- [Problem to work on]: Below are records; transcribe only the line with "Target: woman's arm" and those after it, through the last line, without any change.

Saved entries:
::::

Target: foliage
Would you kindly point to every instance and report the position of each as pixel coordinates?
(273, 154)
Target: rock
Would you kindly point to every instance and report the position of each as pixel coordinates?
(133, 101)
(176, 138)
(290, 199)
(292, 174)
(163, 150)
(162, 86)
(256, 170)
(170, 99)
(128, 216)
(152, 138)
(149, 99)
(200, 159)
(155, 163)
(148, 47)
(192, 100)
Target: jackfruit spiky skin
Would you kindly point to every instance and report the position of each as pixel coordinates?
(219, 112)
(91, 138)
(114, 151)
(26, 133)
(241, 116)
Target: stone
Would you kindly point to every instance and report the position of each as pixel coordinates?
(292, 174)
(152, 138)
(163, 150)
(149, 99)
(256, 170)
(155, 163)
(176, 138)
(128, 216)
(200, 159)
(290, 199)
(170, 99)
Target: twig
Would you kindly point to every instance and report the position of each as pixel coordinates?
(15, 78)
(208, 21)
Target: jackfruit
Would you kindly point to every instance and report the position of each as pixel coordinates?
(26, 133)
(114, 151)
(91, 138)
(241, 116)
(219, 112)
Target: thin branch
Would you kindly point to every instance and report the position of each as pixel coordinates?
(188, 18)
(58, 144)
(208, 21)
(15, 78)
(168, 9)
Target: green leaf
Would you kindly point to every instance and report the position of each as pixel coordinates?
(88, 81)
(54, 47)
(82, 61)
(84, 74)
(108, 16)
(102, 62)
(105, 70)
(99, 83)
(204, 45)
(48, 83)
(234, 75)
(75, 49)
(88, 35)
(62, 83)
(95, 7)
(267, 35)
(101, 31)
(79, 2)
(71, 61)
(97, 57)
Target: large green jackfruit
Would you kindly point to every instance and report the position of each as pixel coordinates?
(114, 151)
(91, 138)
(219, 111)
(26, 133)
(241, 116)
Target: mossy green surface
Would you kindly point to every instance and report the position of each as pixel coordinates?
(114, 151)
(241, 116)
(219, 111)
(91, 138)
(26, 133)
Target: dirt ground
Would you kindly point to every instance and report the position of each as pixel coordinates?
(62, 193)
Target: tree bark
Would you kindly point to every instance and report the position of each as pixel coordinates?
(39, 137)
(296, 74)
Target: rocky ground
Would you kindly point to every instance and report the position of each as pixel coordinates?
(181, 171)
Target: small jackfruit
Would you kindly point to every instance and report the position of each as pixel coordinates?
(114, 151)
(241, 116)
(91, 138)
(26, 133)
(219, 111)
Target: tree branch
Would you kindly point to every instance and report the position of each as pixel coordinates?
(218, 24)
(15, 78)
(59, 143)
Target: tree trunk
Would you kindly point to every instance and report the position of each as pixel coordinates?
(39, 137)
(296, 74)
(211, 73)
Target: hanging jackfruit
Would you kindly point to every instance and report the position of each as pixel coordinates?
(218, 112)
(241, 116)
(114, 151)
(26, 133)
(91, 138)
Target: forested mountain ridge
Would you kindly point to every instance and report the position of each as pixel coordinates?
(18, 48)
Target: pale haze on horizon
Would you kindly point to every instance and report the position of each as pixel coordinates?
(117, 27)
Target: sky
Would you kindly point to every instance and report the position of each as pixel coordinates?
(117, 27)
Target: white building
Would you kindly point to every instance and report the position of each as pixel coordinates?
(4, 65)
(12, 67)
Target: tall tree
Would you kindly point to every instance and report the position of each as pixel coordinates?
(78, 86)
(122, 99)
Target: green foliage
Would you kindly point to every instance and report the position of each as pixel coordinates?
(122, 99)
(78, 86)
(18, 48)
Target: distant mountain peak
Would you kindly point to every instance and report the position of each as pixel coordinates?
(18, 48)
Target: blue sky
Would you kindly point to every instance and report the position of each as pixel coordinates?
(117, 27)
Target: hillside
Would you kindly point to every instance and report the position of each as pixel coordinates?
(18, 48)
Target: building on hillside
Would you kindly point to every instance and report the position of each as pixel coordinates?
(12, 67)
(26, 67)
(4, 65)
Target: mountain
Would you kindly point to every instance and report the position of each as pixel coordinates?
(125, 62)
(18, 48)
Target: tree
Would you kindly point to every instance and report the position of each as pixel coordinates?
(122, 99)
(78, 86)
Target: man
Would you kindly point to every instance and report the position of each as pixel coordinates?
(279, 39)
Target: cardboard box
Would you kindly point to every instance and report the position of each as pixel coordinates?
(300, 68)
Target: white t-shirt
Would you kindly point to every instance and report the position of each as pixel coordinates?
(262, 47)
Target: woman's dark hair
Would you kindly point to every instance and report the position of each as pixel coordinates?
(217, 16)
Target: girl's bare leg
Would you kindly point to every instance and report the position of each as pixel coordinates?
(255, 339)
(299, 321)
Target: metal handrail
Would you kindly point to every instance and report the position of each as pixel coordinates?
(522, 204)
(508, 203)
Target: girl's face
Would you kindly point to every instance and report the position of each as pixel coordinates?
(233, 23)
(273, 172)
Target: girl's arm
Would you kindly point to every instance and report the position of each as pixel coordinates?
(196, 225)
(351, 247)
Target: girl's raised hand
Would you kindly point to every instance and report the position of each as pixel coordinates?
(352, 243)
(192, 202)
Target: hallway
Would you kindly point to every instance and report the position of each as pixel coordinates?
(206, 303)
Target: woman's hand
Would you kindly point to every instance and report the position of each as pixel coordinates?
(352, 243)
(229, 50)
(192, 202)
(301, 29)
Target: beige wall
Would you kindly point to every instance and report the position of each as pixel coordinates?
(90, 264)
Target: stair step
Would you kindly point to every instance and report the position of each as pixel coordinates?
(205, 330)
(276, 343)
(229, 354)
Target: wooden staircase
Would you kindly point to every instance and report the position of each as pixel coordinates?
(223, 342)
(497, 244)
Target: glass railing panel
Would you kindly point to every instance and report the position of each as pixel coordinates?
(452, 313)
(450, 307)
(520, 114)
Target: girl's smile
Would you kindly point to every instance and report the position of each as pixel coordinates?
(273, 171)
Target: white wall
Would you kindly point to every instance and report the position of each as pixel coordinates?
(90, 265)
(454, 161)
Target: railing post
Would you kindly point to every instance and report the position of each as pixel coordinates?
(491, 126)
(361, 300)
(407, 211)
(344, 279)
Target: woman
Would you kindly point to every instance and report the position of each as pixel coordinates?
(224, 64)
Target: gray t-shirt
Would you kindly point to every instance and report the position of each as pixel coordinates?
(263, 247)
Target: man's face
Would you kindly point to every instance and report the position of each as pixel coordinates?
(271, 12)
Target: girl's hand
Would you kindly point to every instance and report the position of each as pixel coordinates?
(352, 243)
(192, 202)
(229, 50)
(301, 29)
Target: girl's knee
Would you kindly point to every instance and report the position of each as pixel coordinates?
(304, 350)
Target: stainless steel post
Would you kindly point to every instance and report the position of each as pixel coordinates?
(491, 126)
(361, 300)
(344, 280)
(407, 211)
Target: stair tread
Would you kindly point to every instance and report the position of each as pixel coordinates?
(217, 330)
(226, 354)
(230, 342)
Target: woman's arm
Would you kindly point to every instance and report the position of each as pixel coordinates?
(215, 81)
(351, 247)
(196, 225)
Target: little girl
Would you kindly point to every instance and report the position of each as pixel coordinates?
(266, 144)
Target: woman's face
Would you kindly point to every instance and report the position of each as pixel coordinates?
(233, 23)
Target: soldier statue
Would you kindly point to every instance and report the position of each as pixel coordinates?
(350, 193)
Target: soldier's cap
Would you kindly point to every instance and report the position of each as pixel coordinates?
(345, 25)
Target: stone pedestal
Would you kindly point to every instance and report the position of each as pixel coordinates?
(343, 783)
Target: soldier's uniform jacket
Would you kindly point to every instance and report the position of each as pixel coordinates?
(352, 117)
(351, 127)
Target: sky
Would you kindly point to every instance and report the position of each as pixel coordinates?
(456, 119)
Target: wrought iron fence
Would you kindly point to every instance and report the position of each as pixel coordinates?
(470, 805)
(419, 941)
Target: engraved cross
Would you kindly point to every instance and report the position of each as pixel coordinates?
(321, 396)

::::

- [The answer]:
Target: woman's arm
Would you kindly point to every instance and report the position of each as pixel coordinates?
(215, 81)
(351, 247)
(196, 225)
Target: little girl
Would you kindly point to every instance and report the position of each as pixel coordinates?
(266, 144)
Target: woman's face
Would you kindly point to every instance and report the position of each as pixel coordinates?
(233, 23)
Target: soldier statue
Would you kindly point to every instance and report the position of each as pixel coordinates?
(350, 193)
Target: soldier's cap
Would you kindly point to every instance and report the position of each as pixel coordinates?
(345, 25)
Target: stone pedestal
Would you kindly point to every instance and report the position of each as pixel coordinates?
(343, 783)
Target: soldier's uniform jacket
Would you kindly point to every instance and report the position of each as pixel coordinates?
(352, 117)
(351, 127)
Target: sky
Would you kindly point to every instance and report the position of each as pixel coordinates?
(456, 119)
Target: wrought iron fence
Would you kindly point to every instance and report the position of each as pixel coordinates?
(470, 805)
(419, 941)
Target: engraved cross
Would you kindly point to every instance and report the position of each as pixel coordinates?
(321, 396)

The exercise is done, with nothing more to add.